Instructions to follow: Copy every line of the listing exactly.

Records provided:
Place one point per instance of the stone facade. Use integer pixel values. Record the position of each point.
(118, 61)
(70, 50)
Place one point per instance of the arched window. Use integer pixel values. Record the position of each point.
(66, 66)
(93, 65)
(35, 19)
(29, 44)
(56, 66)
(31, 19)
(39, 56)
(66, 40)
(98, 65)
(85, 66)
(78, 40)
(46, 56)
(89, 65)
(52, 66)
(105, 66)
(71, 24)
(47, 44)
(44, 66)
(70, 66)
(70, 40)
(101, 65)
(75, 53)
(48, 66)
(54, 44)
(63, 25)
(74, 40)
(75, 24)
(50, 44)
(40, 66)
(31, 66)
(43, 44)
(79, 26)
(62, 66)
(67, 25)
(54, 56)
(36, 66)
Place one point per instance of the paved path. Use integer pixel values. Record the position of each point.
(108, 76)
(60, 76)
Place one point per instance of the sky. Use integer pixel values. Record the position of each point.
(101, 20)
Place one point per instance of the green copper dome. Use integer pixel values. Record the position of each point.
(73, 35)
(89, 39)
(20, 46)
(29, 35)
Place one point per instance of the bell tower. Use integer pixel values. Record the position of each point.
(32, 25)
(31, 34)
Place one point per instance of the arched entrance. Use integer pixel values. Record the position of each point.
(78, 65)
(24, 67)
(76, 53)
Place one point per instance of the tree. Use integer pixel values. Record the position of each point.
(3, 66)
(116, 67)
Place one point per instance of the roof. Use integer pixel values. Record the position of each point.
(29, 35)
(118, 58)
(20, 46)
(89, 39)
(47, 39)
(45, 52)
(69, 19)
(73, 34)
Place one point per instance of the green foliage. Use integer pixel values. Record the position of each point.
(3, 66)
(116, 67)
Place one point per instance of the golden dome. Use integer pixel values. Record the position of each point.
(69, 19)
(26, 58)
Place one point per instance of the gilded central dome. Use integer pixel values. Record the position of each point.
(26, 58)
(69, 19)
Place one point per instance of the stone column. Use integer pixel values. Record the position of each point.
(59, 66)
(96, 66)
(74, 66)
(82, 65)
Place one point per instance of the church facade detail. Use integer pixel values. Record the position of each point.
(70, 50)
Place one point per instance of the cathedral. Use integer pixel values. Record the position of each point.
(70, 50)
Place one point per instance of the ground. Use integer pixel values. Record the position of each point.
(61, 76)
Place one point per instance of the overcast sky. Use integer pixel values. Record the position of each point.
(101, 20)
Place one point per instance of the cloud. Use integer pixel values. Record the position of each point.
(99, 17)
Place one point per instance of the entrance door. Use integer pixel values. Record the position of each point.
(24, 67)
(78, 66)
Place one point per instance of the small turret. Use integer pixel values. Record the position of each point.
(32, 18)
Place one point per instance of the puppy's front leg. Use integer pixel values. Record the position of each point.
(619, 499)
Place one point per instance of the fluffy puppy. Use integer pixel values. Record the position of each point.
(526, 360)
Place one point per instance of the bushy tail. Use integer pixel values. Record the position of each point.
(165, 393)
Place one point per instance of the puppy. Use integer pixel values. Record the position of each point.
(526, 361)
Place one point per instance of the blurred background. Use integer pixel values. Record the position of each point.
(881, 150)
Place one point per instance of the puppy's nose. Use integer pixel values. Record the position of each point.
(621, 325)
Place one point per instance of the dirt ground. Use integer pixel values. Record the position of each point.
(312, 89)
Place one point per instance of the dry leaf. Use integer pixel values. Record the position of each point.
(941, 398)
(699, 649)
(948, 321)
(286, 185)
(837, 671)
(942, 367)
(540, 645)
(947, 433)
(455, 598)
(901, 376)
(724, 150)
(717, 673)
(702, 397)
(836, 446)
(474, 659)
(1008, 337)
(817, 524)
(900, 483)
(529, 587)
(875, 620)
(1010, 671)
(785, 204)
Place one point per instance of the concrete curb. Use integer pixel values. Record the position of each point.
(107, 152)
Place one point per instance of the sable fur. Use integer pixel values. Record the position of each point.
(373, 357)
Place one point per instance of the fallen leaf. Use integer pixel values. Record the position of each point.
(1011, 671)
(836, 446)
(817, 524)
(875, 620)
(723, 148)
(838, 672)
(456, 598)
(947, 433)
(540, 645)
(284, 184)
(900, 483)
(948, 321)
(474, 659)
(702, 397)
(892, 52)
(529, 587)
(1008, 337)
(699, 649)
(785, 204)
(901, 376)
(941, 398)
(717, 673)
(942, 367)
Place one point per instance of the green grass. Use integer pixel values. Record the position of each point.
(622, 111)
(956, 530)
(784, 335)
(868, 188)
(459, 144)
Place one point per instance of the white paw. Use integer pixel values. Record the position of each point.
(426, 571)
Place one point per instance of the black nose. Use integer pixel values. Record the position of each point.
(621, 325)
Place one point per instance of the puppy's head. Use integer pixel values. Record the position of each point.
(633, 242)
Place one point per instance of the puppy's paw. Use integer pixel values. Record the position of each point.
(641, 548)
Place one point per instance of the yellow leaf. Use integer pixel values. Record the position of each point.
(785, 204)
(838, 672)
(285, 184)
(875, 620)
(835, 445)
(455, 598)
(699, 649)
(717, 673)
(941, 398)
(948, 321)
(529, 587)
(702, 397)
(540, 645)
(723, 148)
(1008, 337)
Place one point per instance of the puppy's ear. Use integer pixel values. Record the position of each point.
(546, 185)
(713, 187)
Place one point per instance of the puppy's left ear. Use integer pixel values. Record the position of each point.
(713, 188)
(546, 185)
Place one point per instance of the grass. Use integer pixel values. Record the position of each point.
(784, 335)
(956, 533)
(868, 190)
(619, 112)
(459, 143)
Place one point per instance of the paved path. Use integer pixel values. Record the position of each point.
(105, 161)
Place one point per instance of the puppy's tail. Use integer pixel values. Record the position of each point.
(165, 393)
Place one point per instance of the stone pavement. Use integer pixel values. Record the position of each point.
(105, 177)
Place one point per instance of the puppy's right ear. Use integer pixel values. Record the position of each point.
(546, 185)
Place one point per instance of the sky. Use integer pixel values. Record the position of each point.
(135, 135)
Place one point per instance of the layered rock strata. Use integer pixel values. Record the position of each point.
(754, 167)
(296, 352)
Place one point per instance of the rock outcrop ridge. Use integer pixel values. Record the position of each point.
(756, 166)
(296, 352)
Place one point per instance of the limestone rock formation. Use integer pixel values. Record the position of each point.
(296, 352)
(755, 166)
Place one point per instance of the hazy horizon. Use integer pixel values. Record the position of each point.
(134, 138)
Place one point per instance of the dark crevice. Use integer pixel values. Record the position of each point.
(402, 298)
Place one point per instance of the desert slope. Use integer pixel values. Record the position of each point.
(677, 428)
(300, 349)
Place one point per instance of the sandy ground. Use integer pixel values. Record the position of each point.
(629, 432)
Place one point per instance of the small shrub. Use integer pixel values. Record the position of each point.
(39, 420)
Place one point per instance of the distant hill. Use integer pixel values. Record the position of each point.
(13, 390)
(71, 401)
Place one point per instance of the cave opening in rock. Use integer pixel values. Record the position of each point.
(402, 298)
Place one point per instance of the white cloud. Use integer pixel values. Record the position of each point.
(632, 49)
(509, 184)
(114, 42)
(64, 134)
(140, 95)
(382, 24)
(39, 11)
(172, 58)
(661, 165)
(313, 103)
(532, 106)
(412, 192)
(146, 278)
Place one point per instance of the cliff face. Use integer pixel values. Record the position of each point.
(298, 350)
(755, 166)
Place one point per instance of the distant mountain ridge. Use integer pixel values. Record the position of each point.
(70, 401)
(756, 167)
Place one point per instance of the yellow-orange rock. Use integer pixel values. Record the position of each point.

The result:
Place one point per instance of the stone facade. Use integer pixel values. Record the position of each point.
(118, 61)
(70, 50)
Place one point per instance of the arched window. Use integer pixel values. Record the position of each point.
(66, 66)
(93, 65)
(35, 19)
(29, 44)
(56, 66)
(31, 19)
(39, 56)
(66, 40)
(98, 65)
(85, 66)
(78, 40)
(46, 56)
(89, 65)
(52, 66)
(105, 66)
(71, 24)
(47, 44)
(44, 66)
(70, 66)
(70, 40)
(101, 65)
(75, 53)
(48, 66)
(54, 44)
(63, 25)
(74, 40)
(75, 24)
(50, 44)
(40, 66)
(31, 66)
(43, 44)
(79, 26)
(62, 66)
(67, 25)
(54, 56)
(36, 66)
Place one point per instance of the paved path. Use integer pixel values. Record the position of each point.
(108, 76)
(60, 76)
Place one point per instance of the sky. Use integer pixel values. Record the position of each point.
(101, 20)
Place one point per instance of the green copper dome. Use integer pixel values. Record the position of each point.
(73, 35)
(89, 39)
(20, 46)
(29, 35)
Place one point per instance of the bell tower. Use integer pixel values. Record the position of each point.
(32, 25)
(31, 34)
Place one point per instance of the arched entrance. Use integer pixel values. Record the position of each point.
(78, 65)
(24, 67)
(76, 53)
Place one point per instance of the tree. Use integer pixel values. Record the position of each point.
(3, 66)
(116, 67)
Place one point per instance of the roof. Use integer pixel values. Record the position of each point.
(29, 35)
(118, 58)
(20, 46)
(89, 39)
(47, 39)
(45, 52)
(69, 19)
(73, 34)
Place one point per instance of the green foliage. Use integer pixel values. Record the position of each point.
(3, 66)
(116, 67)
Place one point per instance of the golden dome. Use integer pixel values. Record the position of each point.
(69, 19)
(26, 58)
Place one point per instance of the gilded central dome. Use integer pixel values. Record the position of each point.
(26, 58)
(69, 19)
Place one point per instance of the stone column. Use integer pixel values. Record the position of each point.
(59, 66)
(96, 66)
(74, 66)
(82, 65)
Place one point per instance of the church facade detail. Use integer pixel values. Record the position of each point.
(70, 50)
Place one point per instance of the cathedral. Use integer pixel values. Record the position of each point.
(70, 50)
Place one point per instance of the ground. Use integer pixel values. Record the position of each point.
(61, 76)
Place one point per instance of the overcast sky. Use integer pixel values. Record the position of each point.
(101, 20)
Place one point per instance of the cloud. Use integer pixel values. Record the position of each point.
(99, 17)
Place one point per instance of the entrance door. Use integer pixel values. Record the position of each point.
(24, 67)
(78, 66)
Place one point per instance of the small turret. Use integer pixel values. Record the position of each point.
(32, 18)
Place one point per instance of the puppy's front leg. Use integer pixel values. Record the position of each point.
(619, 499)
Place one point per instance of the fluffy puppy. Use integer pixel values. Record the position of each point.
(526, 360)
Place one point per instance of the bushy tail. Use integer pixel values. Record the position of each point.
(165, 393)
Place one point per instance of the puppy. Use integer pixel values. Record the position of each point.
(526, 361)
Place one point per instance of the blurred background. Use integer pixel values. Record the position of each point.
(881, 150)
Place one point per instance of the puppy's nose. Use integer pixel values. Record the position of each point.
(621, 325)
Place one point per instance of the dirt ground. Use integer pixel values. Record the position of each point.
(312, 89)
Place one point per instance of the dry leaf. Use integer pixel values. Record the position of each point.
(941, 398)
(699, 649)
(948, 321)
(286, 185)
(837, 671)
(942, 367)
(540, 645)
(947, 433)
(455, 598)
(901, 376)
(724, 150)
(717, 673)
(702, 397)
(836, 446)
(474, 659)
(1008, 337)
(817, 524)
(900, 483)
(529, 587)
(875, 620)
(1010, 671)
(785, 204)
Place one point per instance of the concrete curb. Use integer pixel values. Record the position of each point.
(107, 152)
Place one point per instance of the sable fur. Use integer pixel values. Record the position of each point.
(373, 357)
Place one point per instance of the fallen leaf. Use integer pixel values. Record the position of each point.
(1011, 671)
(836, 446)
(817, 524)
(875, 620)
(723, 148)
(838, 672)
(456, 598)
(947, 433)
(540, 645)
(284, 184)
(900, 483)
(948, 321)
(474, 659)
(702, 397)
(892, 52)
(529, 587)
(1008, 337)
(699, 649)
(785, 204)
(901, 376)
(941, 398)
(717, 673)
(942, 367)
Place one point per instance of the green grass. Use integer pixel values. Record the position of each point.
(622, 111)
(956, 530)
(784, 335)
(868, 188)
(459, 144)
Place one point per instance of the white paw. Use integer pixel values. Record the position of each point.
(426, 571)
Place one point per instance of the black nose. Use integer pixel values. Record the position of each point.
(621, 325)
Place one point per instance of the puppy's head. Use integer pixel values. Record the position of each point.
(633, 242)
Place one point per instance of the puppy's paw. Use integer pixel values. Record the position of each point.
(641, 548)
Place one point per instance of the yellow leaf. Use integer pixel values. Record the position of each point.
(785, 204)
(838, 672)
(285, 184)
(875, 620)
(835, 445)
(455, 598)
(699, 649)
(717, 673)
(941, 398)
(948, 321)
(529, 587)
(702, 397)
(540, 645)
(723, 148)
(1008, 337)
Place one point per instance of the puppy's ear. Use integer pixel values. Record the position of each point.
(546, 185)
(713, 187)
Place one point per instance of the puppy's left ear. Use integer pixel values. Record the position of each point.
(713, 188)
(546, 185)
Place one point per instance of the grass. Use integer pixel values. Record the position of each point.
(784, 335)
(956, 533)
(868, 190)
(619, 112)
(459, 143)
Place one point per instance of the paved path. Use integer pixel values. Record the position of each point.
(105, 161)
Place one point per instance of the puppy's tail. Use integer pixel values. Record the position of each point.
(165, 393)
Place one point per instance of the stone pavement. Use integer pixel values. Record the position of each point.
(105, 177)
Place one point per instance of the puppy's right ear. Use integer pixel values. Record the position of each point.
(546, 185)
Place one point per instance of the sky. Use integer pixel values. Record the position of each point.
(135, 135)
Place one point per instance of the layered rock strata. Use integer pixel values. Record the position of each point.
(754, 167)
(296, 352)
Place one point per instance of the rock outcrop ridge. Use integer pixel values. Record the position of each point.
(756, 166)
(296, 352)
Place one point per instance of the limestone rock formation. Use integer pixel values. Record the position of each point.
(296, 352)
(755, 166)
Place one point per instance of the hazy horizon. Use integer pixel values. Record the position of each point.
(134, 138)
Place one point per instance of the dark crevice. Use integer pixel values. Record the position of each point.
(402, 298)
Place one point per instance of the desert slope. Use integer pixel values. Record the position of each point.
(677, 428)
(300, 349)
Place one point per instance of the sandy ground. Use integer pixel values. Record the position of each point.
(629, 432)
Place one point per instance of the small shrub. Use integer pixel values. Record the position of each point.
(39, 420)
Place one point per instance of the distant hill. Use integer pixel values. Record the position of each point.
(13, 390)
(71, 401)
Place one point per instance of the cave opening in rock. Use integer pixel values. Record the position of each point.
(402, 298)
Place one point per instance of the white cloud. Use integer pixel values. Record the position of each point.
(632, 49)
(509, 184)
(114, 42)
(64, 134)
(140, 95)
(382, 24)
(39, 11)
(172, 58)
(661, 165)
(313, 103)
(532, 106)
(412, 192)
(146, 278)
Place one point per instance of the cliff face. Use integer pixel values. Record the position of each point.
(298, 350)
(755, 166)
Place one point per instance of the distant mountain ridge. Use integer pixel values. Record the position of each point.
(70, 401)
(756, 167)
Place one point per instance of the yellow-orange rock. Use integer pixel values. Record the position of each point.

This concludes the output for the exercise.